SECRETARY OF STATE John Kerry commemorated International Mine Awareness Day on Monday by touting the United States’ contributions to land mine-removal efforts and announcing a new effort to disarm explosives left behind by ISIS in Ramadi.
“Innocent people — including children — remain at risk from land mines in more than 60 countries around the world,” Kerry said in a written statement. “It is way past time for the international community to decrease that risk, to help ensure they can walk in safety. On this day of awareness, we call on other nations to join us in these efforts around the world.”
But the United States continues to stockpile land mines, and, despite an overwhelming international consensus, reserves the right to use them on the Korean Peninsula.
After the Korean War, both North and South Korea heavily mined the demilitarized zone, and hundreds of South Korean villagers have been killed stepping on the mines.
The Pentagon has not used land mines broadly since the first Gulf War in 1991, and stopped producing them in 1997. In 2014, then-Pentagon press secretary Jack Kirby said the U.S. still possessed 3 million anti-personnel mines held in reserve in case North Korea invades South Korea.
Because mines remain active long after a conflict is over, they kill civilians who unknowingly pick them up or step on them.
According to a 2015 report from the International Campaign to Ban Landmines, more than 3,500 people were reported killed or injured in 2014 by land mines, though the actual number is likely higher. That represents a decline from a decade ago, when mines killed tens of thousands of civilians every year.
Military experts including Gen. James Hollingsworth, a former commander of U.S. forces in Korea, have questioned the usefulness of land mines against a North Korean invasion. Hollingsworth argued that laying mines would restrict room for South Korean forces to maneuver, and called the mines a “game plan for disaster.” The Pentagon commissioned a study on the use of mines in Korea, but its results are not in.

§ Task item
Please transcribe the whole text on land mines word for word. The material has nothing to do with the text.

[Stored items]
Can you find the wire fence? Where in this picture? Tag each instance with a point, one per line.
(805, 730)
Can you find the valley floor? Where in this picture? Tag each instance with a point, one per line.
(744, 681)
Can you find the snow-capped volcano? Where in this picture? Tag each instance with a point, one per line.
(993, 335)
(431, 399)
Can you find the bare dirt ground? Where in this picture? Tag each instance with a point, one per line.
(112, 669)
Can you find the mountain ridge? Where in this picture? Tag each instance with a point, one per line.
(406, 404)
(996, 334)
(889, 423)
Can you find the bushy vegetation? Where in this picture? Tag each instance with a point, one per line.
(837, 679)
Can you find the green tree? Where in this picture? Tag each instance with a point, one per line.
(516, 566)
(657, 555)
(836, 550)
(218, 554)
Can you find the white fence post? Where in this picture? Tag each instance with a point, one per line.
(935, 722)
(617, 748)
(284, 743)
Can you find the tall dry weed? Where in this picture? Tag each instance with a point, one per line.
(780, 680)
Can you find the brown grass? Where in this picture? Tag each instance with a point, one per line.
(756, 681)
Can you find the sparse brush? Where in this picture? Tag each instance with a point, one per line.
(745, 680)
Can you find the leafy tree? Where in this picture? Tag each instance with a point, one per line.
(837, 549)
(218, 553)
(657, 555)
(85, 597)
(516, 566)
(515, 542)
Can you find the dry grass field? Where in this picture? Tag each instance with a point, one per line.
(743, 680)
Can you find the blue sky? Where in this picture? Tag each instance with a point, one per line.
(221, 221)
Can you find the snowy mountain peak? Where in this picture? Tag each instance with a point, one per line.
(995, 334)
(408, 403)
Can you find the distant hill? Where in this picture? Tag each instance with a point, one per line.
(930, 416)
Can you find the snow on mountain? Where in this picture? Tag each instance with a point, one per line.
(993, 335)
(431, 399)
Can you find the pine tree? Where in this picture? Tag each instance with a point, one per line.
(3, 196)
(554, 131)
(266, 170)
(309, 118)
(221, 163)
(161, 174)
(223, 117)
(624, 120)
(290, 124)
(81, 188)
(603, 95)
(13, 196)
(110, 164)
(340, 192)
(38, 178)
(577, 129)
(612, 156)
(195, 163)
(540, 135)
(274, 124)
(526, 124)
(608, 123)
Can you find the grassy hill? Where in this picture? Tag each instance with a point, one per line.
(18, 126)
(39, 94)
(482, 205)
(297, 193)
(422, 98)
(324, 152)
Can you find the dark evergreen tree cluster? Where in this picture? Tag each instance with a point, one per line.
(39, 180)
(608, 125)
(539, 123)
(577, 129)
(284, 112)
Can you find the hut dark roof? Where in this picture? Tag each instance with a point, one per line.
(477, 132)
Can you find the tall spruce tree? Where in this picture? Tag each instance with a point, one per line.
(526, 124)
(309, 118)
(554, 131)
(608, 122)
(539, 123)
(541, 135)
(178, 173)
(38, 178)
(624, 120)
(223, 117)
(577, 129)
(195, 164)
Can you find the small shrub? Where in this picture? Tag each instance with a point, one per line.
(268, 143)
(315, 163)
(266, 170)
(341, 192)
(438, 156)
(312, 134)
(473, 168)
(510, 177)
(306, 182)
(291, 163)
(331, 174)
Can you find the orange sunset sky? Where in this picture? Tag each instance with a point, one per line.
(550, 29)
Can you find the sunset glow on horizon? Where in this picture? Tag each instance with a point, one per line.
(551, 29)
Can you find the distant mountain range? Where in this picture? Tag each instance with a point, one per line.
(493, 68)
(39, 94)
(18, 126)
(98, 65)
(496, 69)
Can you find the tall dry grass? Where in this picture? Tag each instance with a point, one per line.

§ Answer below
SECRETARY OF STATE John Kerry commemorated International Mine Awareness Day on Monday by touting the United States’ contributions to land mine-removal efforts and announcing a new effort to disarm explosives left behind by ISIS in Ramadi.
“Innocent people — including children — remain at risk from land mines in more than 60 countries around the world,” Kerry said in a written statement. “It is way past time for the international community to decrease that risk, to help ensure they can walk in safety. On this day of awareness, we call on other nations to join us in these efforts around the world.”
But the United States continues to stockpile land mines, and, despite an overwhelming international consensus, reserves the right to use them on the Korean Peninsula.
After the Korean War, both North and South Korea heavily mined the demilitarized zone, and hundreds of South Korean villagers have been killed stepping on the mines.
The Pentagon has not used land mines broadly since the first Gulf War in 1991, and stopped producing them in 1997. In 2014, then-Pentagon press secretary Jack Kirby said the U.S. still possessed 3 million anti-personnel mines held in reserve in case North Korea invades South Korea.
Because mines remain active long after a conflict is over, they kill civilians who unknowingly pick them up or step on them.
According to a 2015 report from the International Campaign to Ban Landmines, more than 3,500 people were reported killed or injured in 2014 by land mines, though the actual number is likely higher. That represents a decline from a decade ago, when mines killed tens of thousands of civilians every year.
Military experts including Gen. James Hollingsworth, a former commander of U.S. forces in Korea, have questioned the usefulness of land mines against a North Korean invasion. Hollingsworth argued that laying mines would restrict room for South Korean forces to maneuver, and called the mines a “game plan for disaster.” The Pentagon commissioned a study on the use of mines in Korea, but its results are not in.